> _EXERCISE GOAL_:
Rewrite the lines from the start of the records through the line containing "M105 165L98 172L93", replacing "instance" with "occurrence" and leaving everything else unchanged.

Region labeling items

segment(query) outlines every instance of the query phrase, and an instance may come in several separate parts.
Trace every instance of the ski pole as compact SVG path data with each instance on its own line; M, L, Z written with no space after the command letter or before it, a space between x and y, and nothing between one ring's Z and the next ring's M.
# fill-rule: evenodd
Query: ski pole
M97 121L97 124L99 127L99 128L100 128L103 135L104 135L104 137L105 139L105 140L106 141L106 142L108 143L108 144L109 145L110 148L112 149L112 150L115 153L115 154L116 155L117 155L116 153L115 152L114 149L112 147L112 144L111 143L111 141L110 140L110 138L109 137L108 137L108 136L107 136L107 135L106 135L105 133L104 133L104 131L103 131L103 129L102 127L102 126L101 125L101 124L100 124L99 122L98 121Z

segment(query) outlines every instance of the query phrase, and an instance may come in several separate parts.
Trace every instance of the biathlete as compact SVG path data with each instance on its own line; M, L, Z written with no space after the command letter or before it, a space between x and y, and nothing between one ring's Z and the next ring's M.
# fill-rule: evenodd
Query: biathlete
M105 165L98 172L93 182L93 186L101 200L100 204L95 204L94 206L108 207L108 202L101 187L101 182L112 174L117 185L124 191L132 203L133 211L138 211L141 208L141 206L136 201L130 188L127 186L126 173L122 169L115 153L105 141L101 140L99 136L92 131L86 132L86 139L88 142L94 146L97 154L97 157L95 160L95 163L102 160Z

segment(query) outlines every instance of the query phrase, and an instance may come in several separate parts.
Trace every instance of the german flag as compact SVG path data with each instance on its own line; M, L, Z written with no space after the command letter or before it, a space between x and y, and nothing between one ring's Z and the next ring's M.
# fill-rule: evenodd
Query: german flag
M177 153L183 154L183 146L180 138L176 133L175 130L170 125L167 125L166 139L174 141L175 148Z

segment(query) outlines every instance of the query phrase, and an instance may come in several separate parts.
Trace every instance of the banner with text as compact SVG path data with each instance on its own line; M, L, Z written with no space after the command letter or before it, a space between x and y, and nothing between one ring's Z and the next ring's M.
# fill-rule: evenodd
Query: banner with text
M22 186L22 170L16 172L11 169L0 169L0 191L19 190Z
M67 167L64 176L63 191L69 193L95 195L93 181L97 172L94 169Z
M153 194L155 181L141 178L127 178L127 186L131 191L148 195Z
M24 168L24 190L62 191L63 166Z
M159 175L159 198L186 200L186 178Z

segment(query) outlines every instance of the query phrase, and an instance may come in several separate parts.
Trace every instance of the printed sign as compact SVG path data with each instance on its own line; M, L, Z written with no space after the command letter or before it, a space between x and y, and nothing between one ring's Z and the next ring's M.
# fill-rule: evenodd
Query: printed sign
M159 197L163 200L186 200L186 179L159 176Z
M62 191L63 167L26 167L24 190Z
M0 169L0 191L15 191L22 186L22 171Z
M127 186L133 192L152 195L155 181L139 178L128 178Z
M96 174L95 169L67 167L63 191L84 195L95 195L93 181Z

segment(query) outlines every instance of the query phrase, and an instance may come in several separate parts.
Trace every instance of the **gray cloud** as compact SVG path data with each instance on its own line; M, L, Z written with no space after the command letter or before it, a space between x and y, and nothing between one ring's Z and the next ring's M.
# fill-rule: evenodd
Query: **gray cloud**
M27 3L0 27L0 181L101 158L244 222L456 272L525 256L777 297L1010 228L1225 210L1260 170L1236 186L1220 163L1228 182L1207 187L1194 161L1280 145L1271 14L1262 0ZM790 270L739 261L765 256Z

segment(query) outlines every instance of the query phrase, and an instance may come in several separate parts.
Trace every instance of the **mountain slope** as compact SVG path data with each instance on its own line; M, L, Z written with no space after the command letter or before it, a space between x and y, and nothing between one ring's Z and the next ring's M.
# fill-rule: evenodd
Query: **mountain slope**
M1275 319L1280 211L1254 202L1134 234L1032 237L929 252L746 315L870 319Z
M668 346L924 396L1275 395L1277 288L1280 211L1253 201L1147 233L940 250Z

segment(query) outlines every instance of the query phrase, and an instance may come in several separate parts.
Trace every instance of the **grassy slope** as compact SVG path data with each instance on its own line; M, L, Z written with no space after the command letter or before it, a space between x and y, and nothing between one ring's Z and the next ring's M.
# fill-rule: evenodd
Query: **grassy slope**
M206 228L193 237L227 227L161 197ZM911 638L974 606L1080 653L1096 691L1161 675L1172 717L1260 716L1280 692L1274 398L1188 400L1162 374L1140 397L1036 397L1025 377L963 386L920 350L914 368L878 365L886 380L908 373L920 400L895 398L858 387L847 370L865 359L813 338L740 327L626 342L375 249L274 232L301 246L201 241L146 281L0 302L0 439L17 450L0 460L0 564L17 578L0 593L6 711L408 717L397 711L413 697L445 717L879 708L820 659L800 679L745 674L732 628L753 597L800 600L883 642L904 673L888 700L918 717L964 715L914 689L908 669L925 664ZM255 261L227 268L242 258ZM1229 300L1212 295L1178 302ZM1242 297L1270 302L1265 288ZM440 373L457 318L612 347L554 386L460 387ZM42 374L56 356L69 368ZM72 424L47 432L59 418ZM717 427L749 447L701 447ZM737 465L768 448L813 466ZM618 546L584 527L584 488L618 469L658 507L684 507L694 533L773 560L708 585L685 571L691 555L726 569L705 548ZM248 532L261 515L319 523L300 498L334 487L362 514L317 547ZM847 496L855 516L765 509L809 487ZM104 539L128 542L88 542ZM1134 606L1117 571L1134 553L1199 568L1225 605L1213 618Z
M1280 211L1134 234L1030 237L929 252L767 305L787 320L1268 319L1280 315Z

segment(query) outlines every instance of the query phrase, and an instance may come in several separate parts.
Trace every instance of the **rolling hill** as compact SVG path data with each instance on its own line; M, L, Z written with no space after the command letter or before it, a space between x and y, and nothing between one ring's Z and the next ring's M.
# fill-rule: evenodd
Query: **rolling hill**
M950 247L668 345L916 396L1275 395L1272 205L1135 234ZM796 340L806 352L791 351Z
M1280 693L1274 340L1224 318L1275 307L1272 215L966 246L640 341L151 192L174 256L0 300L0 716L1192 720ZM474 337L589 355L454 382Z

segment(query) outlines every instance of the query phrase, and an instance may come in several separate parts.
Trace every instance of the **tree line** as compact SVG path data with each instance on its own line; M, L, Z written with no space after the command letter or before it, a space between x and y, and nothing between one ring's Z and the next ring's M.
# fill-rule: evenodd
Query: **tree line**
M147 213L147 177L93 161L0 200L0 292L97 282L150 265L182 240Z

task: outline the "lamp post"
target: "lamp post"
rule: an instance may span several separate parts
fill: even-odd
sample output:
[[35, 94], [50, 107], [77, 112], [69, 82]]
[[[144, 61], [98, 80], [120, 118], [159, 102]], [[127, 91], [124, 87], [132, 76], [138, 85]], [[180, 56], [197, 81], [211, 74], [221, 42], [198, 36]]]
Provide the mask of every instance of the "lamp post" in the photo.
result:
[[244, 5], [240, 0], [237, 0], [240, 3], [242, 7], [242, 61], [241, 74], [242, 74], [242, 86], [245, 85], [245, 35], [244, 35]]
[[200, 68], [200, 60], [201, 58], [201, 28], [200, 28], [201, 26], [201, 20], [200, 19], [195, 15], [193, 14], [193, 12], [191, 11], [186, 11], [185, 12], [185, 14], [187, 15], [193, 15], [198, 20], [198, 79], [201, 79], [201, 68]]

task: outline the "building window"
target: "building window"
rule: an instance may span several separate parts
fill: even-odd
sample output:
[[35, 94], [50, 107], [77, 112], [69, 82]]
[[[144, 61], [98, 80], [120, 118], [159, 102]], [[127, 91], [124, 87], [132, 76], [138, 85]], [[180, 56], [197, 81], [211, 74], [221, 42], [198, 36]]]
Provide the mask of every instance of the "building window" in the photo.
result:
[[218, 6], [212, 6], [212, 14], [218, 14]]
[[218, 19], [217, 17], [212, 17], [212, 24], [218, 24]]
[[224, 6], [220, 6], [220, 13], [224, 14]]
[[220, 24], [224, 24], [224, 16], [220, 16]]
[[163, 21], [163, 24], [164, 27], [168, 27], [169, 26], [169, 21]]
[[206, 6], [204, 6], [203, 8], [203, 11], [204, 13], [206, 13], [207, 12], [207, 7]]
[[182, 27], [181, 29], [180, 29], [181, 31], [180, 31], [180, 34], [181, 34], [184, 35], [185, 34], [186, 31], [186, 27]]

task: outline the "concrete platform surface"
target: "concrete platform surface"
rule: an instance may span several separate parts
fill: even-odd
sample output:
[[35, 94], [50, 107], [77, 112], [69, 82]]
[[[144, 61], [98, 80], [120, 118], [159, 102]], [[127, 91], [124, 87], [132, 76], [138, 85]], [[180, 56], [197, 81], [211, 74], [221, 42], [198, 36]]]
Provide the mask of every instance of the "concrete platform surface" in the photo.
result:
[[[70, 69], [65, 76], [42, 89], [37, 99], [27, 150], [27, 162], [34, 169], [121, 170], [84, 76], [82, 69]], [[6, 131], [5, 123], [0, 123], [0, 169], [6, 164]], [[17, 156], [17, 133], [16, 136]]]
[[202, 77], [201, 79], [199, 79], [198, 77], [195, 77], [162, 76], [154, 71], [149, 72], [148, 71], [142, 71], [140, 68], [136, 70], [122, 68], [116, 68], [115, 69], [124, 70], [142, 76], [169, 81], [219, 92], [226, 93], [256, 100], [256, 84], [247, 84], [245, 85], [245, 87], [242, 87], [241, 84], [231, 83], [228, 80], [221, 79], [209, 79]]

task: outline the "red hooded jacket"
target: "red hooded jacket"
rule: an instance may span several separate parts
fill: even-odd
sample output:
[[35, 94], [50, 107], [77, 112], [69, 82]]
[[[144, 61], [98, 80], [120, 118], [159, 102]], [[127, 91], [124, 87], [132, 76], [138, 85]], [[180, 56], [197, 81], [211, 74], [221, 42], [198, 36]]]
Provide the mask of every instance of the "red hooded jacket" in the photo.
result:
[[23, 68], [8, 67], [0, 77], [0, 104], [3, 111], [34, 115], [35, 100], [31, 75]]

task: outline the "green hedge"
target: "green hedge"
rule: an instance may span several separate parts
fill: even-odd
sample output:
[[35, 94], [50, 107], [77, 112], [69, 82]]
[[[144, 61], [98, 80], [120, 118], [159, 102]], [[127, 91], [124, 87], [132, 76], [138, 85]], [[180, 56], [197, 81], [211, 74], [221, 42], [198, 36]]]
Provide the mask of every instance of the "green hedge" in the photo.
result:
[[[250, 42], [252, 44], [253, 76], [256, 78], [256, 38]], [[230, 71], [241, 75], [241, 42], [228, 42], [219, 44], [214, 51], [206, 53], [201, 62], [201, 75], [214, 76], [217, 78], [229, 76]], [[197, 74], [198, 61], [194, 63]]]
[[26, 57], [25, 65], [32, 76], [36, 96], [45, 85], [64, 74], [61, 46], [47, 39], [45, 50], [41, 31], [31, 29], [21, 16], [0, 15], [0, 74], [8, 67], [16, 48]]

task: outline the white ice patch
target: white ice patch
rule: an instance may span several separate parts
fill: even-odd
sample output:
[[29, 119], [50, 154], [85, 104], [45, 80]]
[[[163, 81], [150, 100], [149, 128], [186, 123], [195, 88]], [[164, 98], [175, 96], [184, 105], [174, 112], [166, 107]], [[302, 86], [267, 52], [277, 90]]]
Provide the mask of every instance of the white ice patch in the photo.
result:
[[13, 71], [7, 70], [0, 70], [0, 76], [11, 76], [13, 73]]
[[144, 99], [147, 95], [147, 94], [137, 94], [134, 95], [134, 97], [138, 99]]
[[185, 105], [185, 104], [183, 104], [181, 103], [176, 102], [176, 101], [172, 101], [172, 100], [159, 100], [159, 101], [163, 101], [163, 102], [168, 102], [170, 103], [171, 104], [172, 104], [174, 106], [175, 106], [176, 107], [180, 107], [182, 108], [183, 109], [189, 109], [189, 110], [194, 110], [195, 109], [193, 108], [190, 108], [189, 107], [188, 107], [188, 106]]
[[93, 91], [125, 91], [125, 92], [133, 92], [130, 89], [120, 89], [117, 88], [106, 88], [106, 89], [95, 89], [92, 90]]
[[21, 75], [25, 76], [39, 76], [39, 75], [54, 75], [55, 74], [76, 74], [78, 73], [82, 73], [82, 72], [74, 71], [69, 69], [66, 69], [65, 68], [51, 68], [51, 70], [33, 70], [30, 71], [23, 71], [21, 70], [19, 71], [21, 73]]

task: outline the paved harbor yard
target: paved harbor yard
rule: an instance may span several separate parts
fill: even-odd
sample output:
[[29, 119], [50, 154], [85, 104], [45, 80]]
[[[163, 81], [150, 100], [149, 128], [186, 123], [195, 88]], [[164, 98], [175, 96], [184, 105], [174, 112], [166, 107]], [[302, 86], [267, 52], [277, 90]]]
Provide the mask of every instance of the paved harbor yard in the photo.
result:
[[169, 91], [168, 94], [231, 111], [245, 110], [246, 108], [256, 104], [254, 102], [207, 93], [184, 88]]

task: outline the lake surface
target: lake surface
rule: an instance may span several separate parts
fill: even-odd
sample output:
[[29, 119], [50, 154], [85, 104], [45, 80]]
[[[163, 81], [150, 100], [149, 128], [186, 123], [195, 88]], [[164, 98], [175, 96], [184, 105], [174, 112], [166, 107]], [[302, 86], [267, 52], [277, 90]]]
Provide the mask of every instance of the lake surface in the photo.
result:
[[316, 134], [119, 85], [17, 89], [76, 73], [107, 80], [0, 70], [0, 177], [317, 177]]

> _RESULT FOR THIS TASK_:
segment(query) outlines every occurrence of the query phrase, and an occurrence may come in several separate parts.
Trace every occurrence of the ski pole as compact SVG path data with each occurrence on its own line; M, L, Z written with no space after the command letter or before it, a space between x and y, and nothing between one ring's Z and the next ring's M.
# fill-rule: evenodd
Query: ski pole
M97 121L97 124L99 127L99 128L100 128L103 135L104 135L104 137L105 139L105 140L106 141L106 142L108 143L108 144L109 145L110 148L112 149L112 150L115 153L115 154L116 155L117 155L116 153L115 152L114 149L112 147L112 144L111 143L111 141L110 140L110 138L109 137L108 137L108 136L107 136L107 135L106 135L105 133L104 133L104 131L103 131L103 129L102 127L102 126L101 125L101 124L100 124L99 122L98 121Z

segment(query) outlines every occurrence of the query phrase, and an occurrence may come in several separate parts.
Trace every occurrence of the biathlete as compact SVG path data with each occurrence on its own line; M, L, Z written with no space after the command letter or before it, a space between x and y, and nothing between one ring's Z and the next ring's M.
# fill-rule: evenodd
Query: biathlete
M105 165L98 172L93 182L93 186L101 200L100 204L95 204L94 206L108 207L108 202L101 187L101 182L112 174L117 185L124 191L132 203L133 211L138 211L141 208L141 206L136 201L130 188L127 186L126 173L122 169L115 153L105 141L101 140L99 136L92 131L86 132L86 139L88 142L94 146L97 154L97 157L95 160L95 163L102 160Z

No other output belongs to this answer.